Work request 1 -
List every remaining shortcoming that the passage below on monitoring with Fluxmon enumerates after the words "there is stuff left to be desired."
Work request 2 -
Carry the passage below on monitoring with Fluxmon further, beginning right after its final sentence.

Exercise passage -
+++

The aquarium example shows that the number one thing you need is experience, which is precisely what you don't have when you're setting up monitoring of a freshly configured system. This means that you will need to continually validate and update those values as time passes. Not only is that time consuming — a system that only lets you define a single threshold might not even allow you to configure it in a useful way, because there's no way to account for special circumstances like backup processes using up all the bandwidth.

All of this is what motivated me to start working on Fluxmon. For starters, I got a math book about statistics, read it, understood some of it, and got to the point where I was quite confident that I had an idea of where to start. Then I discovered that RRDtool already features mechanisms to detect strange behaviour in close-to-real time.

This feature is actually pretty cool. RRDtool keeps track of the history of a measured value, and calculates its average and standard deviation. It then uses those values to predict a confidence interval in which the next value is expected to be, and flags values that aren't. You can then use this data to raise alerts. The most awesome part is that the Holt-Winters algorithm that is used by RRDtool is able to take a seasonal coefficient into account, which is also automatically recorded — so this way, you can even account for nightly backups, and you can leave the busywork of figuring out what's a failure to the system.

But even with a system like this, there is stuff left to be desired.

First of all, such a system doesn't know what's important and what can be ignored. Everything is of the same importance.

Second, it doesn't alert "something is wrong", but instead "something is not the way it used to be". That means if you have something like a next-to-never-used backup storage volume lying around somewhere, the system will soon assume that the amount of expected activity on that volume is zero. Now someone comes along and accesses it. The system will see something that's not zero and send you an alert.

The same thing holds true for error conditions. If you ignore an error long enough instead of fixing it, eventually, Fluxmon will adjust itself to the error condition and treat it as the normal case. (So when you do fix the error, you will get alerts again.)

Third, Fluxmon's sensors are designed to monitor everything they can. This means that when you do have an outage, quite a lot of things will be different from usual, hence you get a multitude of alerts from one single physical event. Fluxmon treats them all as equally important, so figuring out what's actually wrong is left to the user.

+++

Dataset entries

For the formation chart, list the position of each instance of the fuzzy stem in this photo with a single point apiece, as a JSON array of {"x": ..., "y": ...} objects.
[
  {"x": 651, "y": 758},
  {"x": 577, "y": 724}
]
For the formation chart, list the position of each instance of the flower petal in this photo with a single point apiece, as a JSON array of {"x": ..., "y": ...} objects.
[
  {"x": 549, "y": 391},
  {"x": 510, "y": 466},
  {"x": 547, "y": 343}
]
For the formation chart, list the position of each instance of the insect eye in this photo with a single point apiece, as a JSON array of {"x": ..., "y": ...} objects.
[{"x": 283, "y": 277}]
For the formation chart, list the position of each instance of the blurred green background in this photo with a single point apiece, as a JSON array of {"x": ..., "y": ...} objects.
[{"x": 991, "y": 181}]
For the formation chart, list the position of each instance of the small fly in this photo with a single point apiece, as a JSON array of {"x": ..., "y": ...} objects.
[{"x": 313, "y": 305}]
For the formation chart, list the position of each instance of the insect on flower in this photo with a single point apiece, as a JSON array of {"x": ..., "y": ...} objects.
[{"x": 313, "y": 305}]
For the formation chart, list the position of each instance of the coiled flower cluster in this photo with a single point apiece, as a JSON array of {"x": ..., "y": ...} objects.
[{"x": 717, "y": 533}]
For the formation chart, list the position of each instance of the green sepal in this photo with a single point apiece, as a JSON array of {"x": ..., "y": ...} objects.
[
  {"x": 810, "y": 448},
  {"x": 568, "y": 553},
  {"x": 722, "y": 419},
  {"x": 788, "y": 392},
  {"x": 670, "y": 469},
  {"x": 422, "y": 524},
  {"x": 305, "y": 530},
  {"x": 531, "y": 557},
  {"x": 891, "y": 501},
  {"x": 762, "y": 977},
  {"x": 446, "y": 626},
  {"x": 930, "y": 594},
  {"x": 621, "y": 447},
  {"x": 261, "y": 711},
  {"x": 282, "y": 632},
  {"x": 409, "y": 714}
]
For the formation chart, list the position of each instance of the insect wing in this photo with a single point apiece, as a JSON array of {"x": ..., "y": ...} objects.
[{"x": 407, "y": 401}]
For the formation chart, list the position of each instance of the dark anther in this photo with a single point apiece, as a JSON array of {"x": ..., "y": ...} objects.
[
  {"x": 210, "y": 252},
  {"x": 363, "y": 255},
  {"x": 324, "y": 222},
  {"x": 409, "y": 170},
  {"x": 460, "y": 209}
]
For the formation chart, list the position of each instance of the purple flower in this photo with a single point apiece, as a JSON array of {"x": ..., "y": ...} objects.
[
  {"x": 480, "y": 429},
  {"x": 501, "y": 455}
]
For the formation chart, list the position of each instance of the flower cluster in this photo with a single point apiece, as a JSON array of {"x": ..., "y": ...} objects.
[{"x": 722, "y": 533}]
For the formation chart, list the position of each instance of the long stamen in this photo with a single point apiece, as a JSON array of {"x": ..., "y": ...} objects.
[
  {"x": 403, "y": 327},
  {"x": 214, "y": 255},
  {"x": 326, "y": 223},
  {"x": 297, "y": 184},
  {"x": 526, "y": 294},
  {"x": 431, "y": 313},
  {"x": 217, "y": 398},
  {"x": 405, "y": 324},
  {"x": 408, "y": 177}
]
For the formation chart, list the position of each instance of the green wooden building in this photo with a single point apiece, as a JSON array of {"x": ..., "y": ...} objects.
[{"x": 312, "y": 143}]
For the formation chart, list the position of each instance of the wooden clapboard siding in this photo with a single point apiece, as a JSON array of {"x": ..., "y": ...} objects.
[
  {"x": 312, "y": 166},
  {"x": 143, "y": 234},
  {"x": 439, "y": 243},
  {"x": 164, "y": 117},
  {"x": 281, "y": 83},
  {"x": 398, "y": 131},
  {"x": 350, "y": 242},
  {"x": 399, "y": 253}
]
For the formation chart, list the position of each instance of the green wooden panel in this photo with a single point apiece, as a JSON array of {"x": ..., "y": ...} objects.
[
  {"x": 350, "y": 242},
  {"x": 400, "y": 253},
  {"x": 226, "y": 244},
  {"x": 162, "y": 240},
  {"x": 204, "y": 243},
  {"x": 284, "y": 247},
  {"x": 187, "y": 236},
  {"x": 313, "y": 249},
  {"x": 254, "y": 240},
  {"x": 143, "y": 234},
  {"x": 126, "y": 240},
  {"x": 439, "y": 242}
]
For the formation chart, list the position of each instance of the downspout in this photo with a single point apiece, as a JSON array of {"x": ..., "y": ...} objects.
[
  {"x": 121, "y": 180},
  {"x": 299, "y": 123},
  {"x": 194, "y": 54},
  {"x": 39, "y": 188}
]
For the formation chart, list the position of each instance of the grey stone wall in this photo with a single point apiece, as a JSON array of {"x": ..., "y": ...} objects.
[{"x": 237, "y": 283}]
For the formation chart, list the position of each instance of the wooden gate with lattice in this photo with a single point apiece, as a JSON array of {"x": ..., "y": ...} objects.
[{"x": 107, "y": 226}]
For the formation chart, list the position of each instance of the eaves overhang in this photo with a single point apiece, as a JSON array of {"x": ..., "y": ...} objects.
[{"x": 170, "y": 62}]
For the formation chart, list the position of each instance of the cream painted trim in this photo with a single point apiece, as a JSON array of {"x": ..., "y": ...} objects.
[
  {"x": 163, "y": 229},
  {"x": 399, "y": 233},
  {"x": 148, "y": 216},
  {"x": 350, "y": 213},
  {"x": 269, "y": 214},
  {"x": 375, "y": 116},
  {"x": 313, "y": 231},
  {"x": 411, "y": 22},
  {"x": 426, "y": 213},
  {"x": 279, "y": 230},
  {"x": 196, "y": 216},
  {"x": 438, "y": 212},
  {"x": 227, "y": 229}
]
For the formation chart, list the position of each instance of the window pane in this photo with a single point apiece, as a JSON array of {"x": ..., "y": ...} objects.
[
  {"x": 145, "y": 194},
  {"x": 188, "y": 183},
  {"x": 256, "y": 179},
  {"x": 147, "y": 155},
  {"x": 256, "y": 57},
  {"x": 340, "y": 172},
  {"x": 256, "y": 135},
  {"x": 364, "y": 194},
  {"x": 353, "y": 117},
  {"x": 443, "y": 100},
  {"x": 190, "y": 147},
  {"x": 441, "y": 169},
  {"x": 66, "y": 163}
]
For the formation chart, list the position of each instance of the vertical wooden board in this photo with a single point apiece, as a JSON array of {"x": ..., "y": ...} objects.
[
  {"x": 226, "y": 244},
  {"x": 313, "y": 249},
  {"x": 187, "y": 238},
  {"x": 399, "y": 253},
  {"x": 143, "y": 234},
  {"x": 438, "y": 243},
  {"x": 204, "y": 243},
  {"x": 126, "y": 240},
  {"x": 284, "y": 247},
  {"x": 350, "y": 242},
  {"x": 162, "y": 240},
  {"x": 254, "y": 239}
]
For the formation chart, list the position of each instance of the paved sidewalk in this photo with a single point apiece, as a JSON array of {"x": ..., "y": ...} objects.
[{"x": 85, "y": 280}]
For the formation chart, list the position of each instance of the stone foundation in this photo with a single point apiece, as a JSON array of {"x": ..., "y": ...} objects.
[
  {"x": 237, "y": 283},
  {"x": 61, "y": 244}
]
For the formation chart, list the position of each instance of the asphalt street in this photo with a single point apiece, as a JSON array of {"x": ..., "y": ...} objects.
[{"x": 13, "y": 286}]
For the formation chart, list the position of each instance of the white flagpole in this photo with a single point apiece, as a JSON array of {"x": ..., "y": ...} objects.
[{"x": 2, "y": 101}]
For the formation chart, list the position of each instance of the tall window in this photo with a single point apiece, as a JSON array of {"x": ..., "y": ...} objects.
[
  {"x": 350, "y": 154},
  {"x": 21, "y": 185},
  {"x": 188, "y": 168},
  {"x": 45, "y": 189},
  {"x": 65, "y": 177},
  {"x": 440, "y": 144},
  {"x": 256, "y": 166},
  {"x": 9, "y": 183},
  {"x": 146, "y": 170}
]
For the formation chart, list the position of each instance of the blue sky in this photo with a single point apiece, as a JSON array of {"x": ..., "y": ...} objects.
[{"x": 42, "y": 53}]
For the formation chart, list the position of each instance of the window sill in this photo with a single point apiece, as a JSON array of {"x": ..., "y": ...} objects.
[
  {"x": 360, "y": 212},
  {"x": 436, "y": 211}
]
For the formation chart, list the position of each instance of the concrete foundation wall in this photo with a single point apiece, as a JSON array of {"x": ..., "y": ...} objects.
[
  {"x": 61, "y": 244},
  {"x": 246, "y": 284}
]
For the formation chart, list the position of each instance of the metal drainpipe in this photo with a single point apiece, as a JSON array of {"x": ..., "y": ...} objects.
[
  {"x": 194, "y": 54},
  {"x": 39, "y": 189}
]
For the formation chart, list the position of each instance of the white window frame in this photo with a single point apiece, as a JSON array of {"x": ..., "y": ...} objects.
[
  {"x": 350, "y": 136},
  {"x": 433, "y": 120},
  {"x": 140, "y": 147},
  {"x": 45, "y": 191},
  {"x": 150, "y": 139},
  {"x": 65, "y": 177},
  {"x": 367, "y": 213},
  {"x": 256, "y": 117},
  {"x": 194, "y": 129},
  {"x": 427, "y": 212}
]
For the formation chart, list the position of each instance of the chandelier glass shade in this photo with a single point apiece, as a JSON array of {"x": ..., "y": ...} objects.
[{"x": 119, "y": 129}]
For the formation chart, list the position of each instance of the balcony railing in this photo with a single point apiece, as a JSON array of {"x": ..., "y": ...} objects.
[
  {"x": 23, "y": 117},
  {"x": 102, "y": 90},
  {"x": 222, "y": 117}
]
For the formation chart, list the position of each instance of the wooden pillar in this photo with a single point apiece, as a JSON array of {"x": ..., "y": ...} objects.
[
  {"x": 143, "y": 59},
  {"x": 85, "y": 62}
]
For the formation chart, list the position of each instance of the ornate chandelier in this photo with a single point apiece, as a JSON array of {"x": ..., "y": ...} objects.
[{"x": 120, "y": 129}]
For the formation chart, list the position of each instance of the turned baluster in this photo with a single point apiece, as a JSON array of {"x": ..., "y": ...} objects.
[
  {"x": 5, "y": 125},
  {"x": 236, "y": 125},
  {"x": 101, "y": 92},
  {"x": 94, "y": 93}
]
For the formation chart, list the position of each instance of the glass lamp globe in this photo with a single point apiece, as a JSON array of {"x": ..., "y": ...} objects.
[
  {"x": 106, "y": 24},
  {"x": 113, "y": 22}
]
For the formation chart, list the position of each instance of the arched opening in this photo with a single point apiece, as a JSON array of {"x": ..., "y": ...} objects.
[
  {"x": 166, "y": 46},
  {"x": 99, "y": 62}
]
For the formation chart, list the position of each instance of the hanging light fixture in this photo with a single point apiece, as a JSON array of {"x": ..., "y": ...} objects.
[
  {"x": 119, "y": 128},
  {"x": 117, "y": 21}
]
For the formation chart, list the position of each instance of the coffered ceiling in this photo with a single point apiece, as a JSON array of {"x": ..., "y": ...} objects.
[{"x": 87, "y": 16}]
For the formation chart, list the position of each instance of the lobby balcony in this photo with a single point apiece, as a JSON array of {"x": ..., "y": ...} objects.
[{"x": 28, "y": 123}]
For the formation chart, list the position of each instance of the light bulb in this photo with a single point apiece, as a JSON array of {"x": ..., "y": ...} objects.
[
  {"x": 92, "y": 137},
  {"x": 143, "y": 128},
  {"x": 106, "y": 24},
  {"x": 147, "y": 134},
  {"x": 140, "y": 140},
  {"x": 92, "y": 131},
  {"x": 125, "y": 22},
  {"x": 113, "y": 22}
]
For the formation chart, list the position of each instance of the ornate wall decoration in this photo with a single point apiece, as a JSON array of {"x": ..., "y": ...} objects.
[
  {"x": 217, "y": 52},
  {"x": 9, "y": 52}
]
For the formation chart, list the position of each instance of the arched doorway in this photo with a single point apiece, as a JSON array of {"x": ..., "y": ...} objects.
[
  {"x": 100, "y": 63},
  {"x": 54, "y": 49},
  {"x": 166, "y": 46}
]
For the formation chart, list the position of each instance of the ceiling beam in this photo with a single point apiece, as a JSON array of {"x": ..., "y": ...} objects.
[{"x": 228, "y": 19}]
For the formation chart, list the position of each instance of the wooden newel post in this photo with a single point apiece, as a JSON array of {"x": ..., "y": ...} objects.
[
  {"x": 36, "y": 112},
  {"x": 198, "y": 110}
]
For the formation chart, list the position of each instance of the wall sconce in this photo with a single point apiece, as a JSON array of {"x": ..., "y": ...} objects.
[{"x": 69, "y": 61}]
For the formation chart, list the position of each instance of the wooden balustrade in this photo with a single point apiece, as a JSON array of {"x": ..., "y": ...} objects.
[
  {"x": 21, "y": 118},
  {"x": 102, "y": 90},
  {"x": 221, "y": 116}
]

+++

Answer box 1 -
1. Such a system does not know what is important and what can be ignored; everything is of the same importance.
2. It does not alert "something is wrong" but "something is not the way it used to be," so rare activity, such as access to a seldom-used backup volume, triggers an alert, and an error that is ignored long enough comes to be treated as the normal case.
3. Fluxmon's sensors monitor everything they can, so a single physical event produces a multitude of alerts, all treated as equally important, which leaves it to the user to figure out what is actually wrong.

Answer box 2 -
Addressing these issues is all but easy.

Ad 1: Importance is a matter of context. Different people care about different things, and while I will want to know pretty much everything about my home boxes, I'm just the storage guy at work.

Ad 2: I'm not sure this can be fixed at all. If you want the system to be self-learning, you can't blame it for learning. One could add an alert acknowledgment system that causes the system to only learn when it's not currently alerting or something, but if you want to prevent it from learning, you'll have to prevent it from processing incoming values altogether, which means you get a hole in your graphs (and your math, actually). That's not exactly a better solution.

Ad 3: This is the classic problem of recognizing the wave while being the water. When everything around you starts moving, how do you know what's the cause and what's a symptom? Combined with the butterfly effect, the cause can be microscopic, so I'm not sure there even is a way to do that. At the very least, you'd have to know about a list of possible causes, check them, and see if you can find anything that fits. This list will never be complete, so there's no guarantee that this will actually work; but I guess this is one of those problems of which you'll only want to solve 80%.

I'm going to keep working on Fluxmon and see where the journey takes me. I do have a couple ideas in mind that I want to try, so there's still some progress to be made. Honestly, I have no idea what to expect — some of the problems I discussed here are of a pretty fundamental nature, and I'm not sure they can be solved by just technical measures (if at all). Still, I might end up building a tool that makes life easier, which would be a pretty cool thing to do.